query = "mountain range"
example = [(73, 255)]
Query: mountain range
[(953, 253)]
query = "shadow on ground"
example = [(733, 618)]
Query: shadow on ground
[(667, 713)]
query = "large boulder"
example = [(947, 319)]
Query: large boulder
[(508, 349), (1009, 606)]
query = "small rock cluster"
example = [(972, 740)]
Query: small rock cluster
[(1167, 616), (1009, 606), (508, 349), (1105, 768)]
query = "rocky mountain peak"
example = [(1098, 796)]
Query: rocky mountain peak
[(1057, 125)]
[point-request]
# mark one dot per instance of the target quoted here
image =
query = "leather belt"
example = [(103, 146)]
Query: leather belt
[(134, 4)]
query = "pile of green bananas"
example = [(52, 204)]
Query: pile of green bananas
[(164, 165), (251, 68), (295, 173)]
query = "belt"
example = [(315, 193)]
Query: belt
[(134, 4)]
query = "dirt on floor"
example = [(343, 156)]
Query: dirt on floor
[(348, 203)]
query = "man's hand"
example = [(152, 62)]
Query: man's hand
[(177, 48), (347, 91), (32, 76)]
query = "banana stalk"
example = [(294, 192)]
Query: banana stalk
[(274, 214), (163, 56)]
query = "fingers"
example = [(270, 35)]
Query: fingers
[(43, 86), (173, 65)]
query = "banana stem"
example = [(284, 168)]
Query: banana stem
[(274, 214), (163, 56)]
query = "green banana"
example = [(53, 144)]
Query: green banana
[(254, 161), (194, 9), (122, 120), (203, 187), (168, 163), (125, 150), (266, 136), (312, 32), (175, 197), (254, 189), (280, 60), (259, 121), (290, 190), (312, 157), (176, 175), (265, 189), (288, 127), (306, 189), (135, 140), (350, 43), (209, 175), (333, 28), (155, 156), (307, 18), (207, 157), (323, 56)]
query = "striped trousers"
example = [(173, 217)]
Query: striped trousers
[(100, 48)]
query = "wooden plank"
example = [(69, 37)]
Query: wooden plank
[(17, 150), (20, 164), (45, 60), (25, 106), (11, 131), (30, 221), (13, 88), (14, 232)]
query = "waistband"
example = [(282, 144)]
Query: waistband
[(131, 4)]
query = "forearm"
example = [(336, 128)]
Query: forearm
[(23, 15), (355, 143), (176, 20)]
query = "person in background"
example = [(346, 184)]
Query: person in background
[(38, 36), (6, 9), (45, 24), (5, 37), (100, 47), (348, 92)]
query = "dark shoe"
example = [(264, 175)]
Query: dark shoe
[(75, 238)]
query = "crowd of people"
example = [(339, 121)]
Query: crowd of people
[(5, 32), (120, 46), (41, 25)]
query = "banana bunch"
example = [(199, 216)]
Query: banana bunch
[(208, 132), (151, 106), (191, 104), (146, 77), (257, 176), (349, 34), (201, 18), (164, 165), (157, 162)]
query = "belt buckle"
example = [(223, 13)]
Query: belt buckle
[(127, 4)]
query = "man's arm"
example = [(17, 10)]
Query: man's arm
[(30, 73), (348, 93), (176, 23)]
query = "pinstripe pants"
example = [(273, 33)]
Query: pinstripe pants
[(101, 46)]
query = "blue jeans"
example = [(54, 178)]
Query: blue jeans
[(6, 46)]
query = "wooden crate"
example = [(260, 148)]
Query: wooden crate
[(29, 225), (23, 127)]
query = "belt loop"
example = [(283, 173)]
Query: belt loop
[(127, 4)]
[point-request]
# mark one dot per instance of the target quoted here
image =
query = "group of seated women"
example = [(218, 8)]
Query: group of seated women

####################

* Required task: Convert the portion of the listing that opens with its first line and closes with the line containing "[(164, 165), (251, 68), (295, 173)]", both included, into a Markdown table with the columns No. and Text, giving each line a row number and omitting blank lines.

* Written answer:
| No. | Text |
|---|---|
| 1 | query = "mountain range" |
| 2 | example = [(73, 255)] |
| 3 | Query: mountain range |
| 4 | [(953, 253)] |
| 5 | query = "shadow on ground" |
| 6 | example = [(733, 618)] |
| 7 | Query: shadow on ground |
| 8 | [(667, 713)] |
| 9 | query = "large boulder" |
| 10 | example = [(947, 319)] |
| 11 | Query: large boulder |
| 12 | [(508, 349), (1009, 606)] |
| 13 | query = "small rock cluster" |
| 14 | example = [(972, 740)] |
| 15 | Query: small rock cluster |
| 16 | [(1167, 616), (1009, 606), (508, 349), (1105, 768)] |
| 17 | query = "rocky mountain peak" |
| 18 | example = [(1098, 796)] |
| 19 | Query: rocky mountain peak |
| 20 | [(1057, 125)] |
| 21 | [point-request] |
| 22 | # mark one dot per instance of the target quoted here |
| 23 | image = |
| 24 | query = "leather belt" |
| 25 | example = [(103, 146)] |
| 26 | Query: leather belt |
| 27 | [(134, 4)] |
| 28 | query = "pile of green bananas" |
| 29 | example = [(52, 204)] |
| 30 | Query: pile of green bananas |
| 31 | [(164, 165), (251, 68), (295, 173)] |